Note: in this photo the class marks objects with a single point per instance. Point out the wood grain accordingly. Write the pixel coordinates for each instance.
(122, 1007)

##########

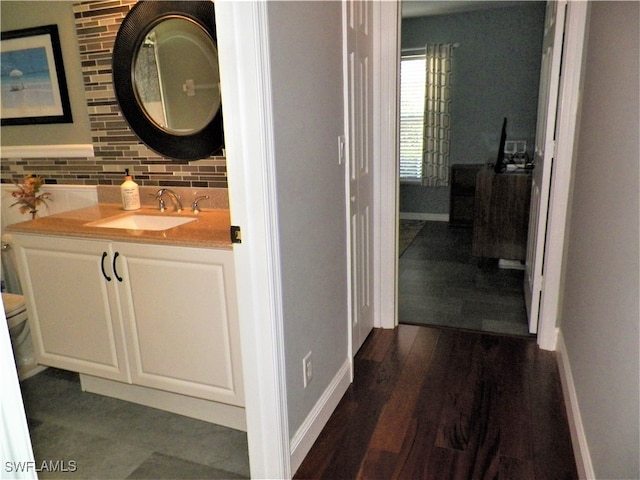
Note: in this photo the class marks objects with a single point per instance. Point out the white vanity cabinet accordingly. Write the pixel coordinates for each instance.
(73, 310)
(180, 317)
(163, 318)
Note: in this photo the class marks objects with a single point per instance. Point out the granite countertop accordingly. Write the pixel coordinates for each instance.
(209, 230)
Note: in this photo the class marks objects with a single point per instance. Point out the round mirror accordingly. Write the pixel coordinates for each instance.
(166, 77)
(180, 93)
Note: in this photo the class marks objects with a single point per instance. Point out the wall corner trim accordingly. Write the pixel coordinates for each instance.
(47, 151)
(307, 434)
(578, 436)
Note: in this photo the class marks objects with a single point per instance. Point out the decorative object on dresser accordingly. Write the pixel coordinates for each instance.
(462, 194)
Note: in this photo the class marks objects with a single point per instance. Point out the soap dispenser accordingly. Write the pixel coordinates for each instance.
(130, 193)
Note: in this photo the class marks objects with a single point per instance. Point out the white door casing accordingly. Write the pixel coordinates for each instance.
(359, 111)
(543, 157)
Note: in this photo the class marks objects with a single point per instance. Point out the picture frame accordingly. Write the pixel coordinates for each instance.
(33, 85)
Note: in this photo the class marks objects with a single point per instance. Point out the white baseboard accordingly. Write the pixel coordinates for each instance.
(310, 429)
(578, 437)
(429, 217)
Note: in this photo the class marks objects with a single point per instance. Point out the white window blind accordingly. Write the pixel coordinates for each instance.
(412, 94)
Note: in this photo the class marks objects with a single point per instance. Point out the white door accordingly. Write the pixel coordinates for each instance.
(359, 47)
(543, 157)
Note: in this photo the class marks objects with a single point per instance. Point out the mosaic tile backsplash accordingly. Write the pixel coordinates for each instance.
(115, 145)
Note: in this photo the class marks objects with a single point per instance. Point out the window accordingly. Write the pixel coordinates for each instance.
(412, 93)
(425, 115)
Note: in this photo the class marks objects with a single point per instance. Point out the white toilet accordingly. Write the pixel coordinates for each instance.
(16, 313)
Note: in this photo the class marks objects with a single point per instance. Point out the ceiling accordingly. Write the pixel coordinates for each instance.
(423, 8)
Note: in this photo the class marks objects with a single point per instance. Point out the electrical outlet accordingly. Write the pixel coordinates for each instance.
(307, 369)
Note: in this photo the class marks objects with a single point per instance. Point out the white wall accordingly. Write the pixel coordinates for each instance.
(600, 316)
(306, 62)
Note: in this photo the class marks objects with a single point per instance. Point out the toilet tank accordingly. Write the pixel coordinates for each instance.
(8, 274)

##########

• _SHORT TASK_
Recast the lines from the line that contains "out the wood" to the line that contains "(122, 1007)", both included, as a JSON list of strings with one string per line and blank lines left out.

• _TASK SOLUTION_
[
  "Note: in this photo the class marks objects with a single point per instance. Point out the wood grain accordingly. Write the pixel coordinates for each instance.",
  "(122, 1007)"
]